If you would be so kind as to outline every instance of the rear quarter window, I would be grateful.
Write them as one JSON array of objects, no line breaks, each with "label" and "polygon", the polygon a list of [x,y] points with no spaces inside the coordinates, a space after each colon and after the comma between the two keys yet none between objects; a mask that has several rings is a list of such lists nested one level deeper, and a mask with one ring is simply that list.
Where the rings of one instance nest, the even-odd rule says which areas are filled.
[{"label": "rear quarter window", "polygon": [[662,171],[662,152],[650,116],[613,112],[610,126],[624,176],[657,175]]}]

=-=-=-=-=

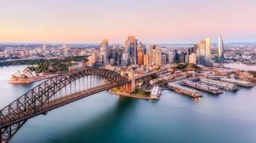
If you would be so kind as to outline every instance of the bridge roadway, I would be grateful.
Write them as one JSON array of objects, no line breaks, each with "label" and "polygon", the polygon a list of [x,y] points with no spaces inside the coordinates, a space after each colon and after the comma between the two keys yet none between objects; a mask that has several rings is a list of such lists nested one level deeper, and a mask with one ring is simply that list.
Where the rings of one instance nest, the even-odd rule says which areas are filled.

=-=-=-=-=

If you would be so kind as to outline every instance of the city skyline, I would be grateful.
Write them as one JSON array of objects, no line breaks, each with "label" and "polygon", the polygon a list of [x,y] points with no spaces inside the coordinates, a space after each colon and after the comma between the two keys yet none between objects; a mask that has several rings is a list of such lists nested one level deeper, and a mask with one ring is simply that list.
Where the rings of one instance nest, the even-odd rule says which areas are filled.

=-=-=-=-=

▶ _Exercise instructions_: Extract every line of the rows above that contains the string "kind", and reproduce each such line in full.

▶ _Task result_:
If you would be so kind as to outline every instance of the rear quarter window, I would be grateful.
If you would be so kind as to outline every instance of the bridge roadway, I would be grateful.
If you would be so kind as to outline every instance of the city skyline, I would be grateful.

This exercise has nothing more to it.